Problem to solve:
Please quote the hospitalist article word for word, starting with "In healthcare systems" and going on through "than ever before.".

++++ Selected excerpt ++++

What’s a hospitalist?

Find out about this unique physician and how they might make your hospital stay better

In healthcare systems around the country primary care doctors are pulling double duty, trying to find the balance between taking care of patients who have been admitted to the hospital and those in their regular practice. And with more than 35 million people being admitted and discharged from the hospital each year, according to the Centers for Disease Control, these doctors are being stretched thinner than ever before.

Scott & White Healthcare has found a way to give primary care physicians their practices back without losing the specialized care patients have come to rely on. This is being done through the employment of hospitalists.

What is a hospitalist?

“In its basic form, a hospitalist is a doctor who just works in the hospital,” said hospitalist and Physician Director, Quality Improvement, Scott & White – Round Rock, Trina Evyan Dorrah, MD, MPH. “At our hospital, we are all internal medicine and family practice trained. We only work in the hospital and do not have clinics.”

When a patient is admitted to the hospital by their primary care physician, through the emergency department or by self-referral, a hospitalist will take care of them during their stay and until they are discharged.

“We are general medicine doctors. We can take care of a lot of [issues] ourselves, but when things begin to get a little more complex or the patient needs a procedure that we don’t do, then we call in whatever specialist is needed,” Dr. Dorrah said. “We’re kind of like the managers of the team.”

A specialist might only be thinking about his or her area of expertise. It is the job of the hospitalist to look at the big picture and coordinate the patient’s overall care.

How does a hospitalist benefit the healthcare team?

Freedom for physicians

“In the old days, the primary care physician would come in early in the morning, round on their patients who were in the hospital, and then during the day they were in clinic. Then, they’d have to come back in the evening and round again.”

One of the benefits of using a hospitalist to see patients strictly at the hospital gives primary care doctors the ability to focus solely on their practices and not have to spend a large portion of their day in the hospital.

++++ Data under study ++++

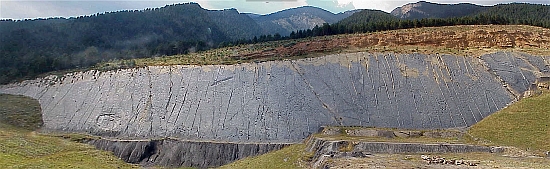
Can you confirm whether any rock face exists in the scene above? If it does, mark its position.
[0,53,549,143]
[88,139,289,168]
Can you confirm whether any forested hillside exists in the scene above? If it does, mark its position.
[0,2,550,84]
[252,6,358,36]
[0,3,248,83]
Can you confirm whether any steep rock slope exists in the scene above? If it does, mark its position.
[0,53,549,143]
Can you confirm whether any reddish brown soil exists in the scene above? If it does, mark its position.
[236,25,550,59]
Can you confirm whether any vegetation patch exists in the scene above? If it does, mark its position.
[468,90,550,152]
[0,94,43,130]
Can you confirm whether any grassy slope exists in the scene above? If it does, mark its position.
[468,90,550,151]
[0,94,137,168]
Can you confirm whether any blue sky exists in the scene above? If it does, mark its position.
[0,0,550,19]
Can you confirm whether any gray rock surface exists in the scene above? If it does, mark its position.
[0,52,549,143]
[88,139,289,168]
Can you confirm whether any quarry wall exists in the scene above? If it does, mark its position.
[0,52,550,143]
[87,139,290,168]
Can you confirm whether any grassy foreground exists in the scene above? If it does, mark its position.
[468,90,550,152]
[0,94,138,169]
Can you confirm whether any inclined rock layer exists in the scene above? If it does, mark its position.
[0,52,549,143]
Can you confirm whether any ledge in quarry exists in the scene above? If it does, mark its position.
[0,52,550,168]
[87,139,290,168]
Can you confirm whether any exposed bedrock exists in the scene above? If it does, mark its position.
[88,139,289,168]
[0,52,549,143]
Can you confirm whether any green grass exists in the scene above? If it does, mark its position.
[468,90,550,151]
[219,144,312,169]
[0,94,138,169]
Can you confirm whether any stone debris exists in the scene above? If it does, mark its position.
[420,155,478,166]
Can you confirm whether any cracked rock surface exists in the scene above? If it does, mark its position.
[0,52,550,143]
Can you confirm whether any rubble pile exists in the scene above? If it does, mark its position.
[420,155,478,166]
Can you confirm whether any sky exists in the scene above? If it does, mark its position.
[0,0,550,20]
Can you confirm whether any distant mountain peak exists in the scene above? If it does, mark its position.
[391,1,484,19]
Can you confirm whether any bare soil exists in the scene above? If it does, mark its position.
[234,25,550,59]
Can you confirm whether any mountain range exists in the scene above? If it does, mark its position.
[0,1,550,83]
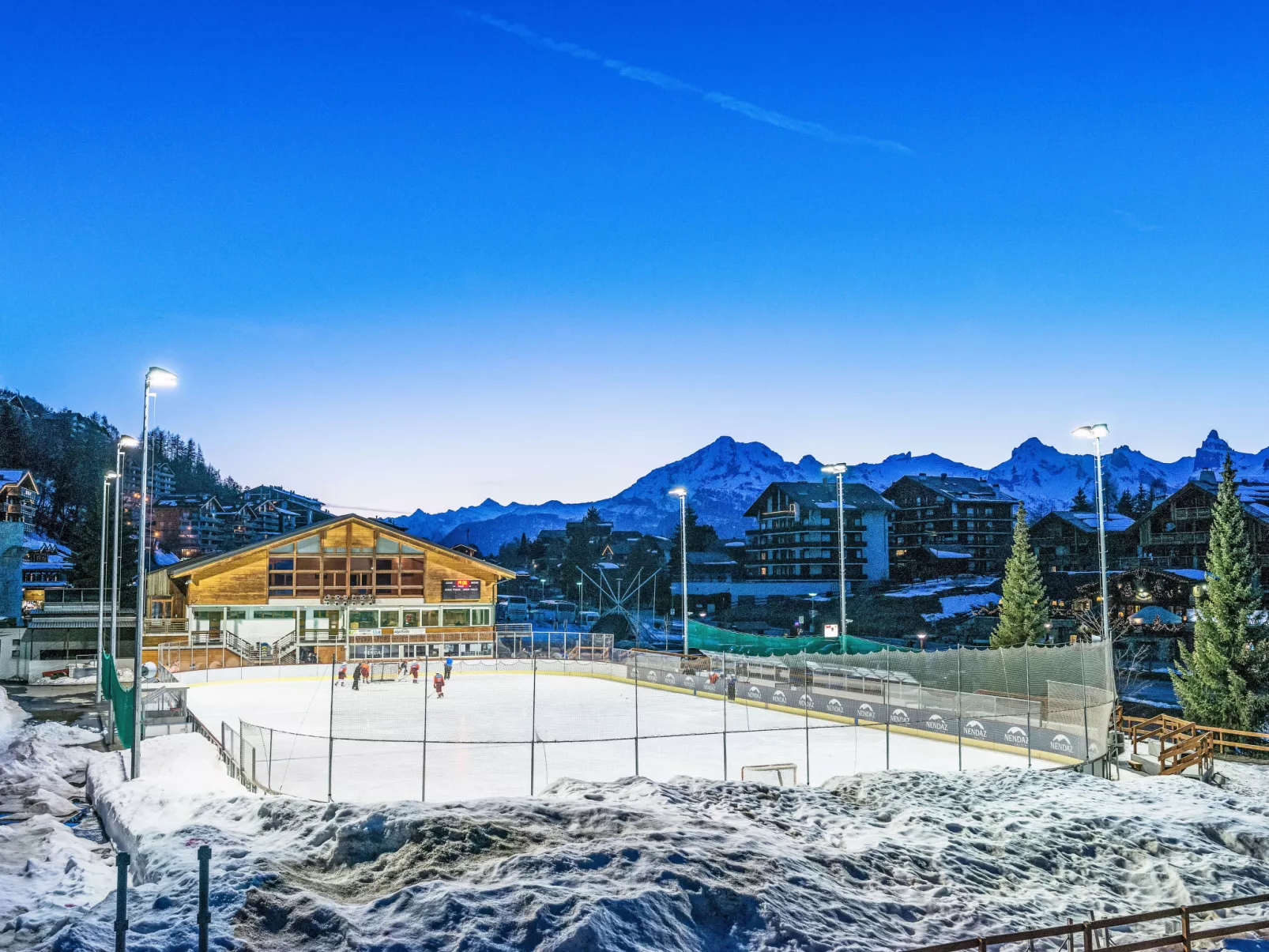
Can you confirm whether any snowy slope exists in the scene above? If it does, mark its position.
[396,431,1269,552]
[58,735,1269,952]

++++
++++ Data under study ++++

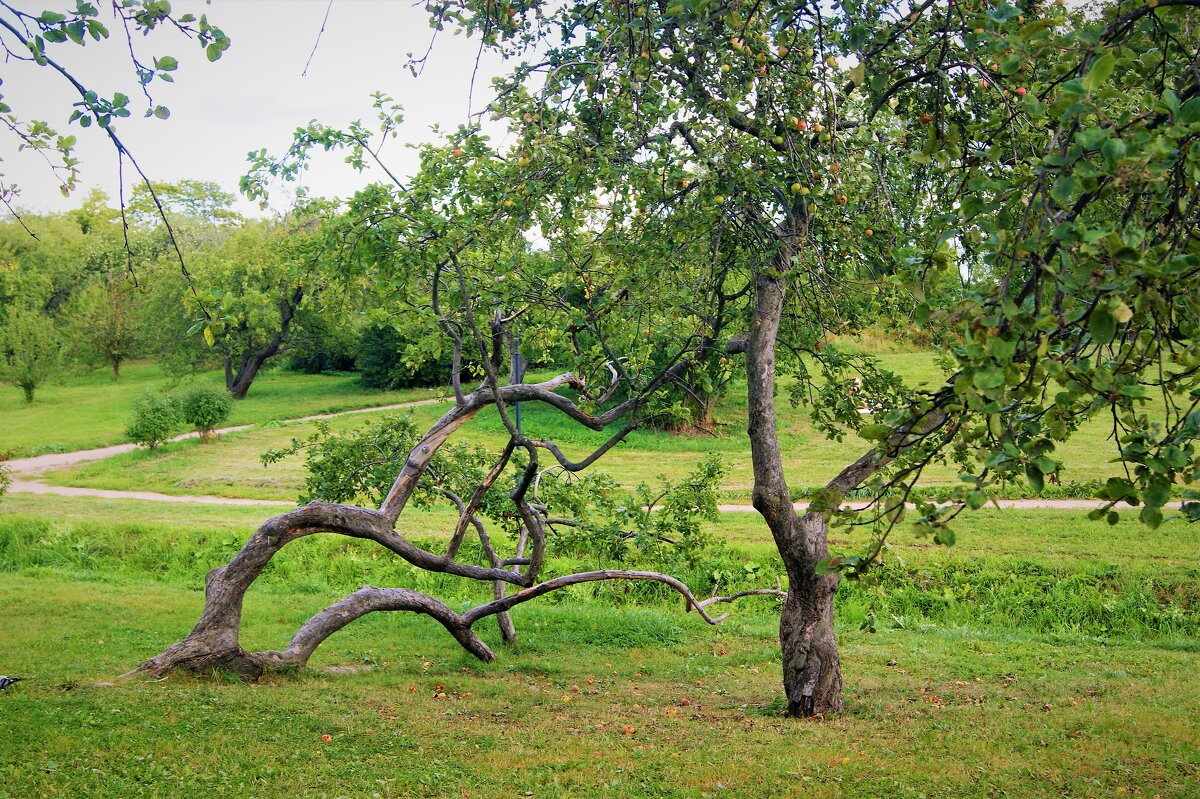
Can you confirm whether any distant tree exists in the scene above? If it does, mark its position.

++++

Solution for this task:
In healthcare systems around the country primary care doctors are pulling double duty, trying to find the balance between taking care of patients who have been admitted to the hospital and those in their regular practice. And with more than 35 million people being admitted and discharged from the hospital each year, according to the Centers for Disease Control, these doctors are being stretched thinner than ever before.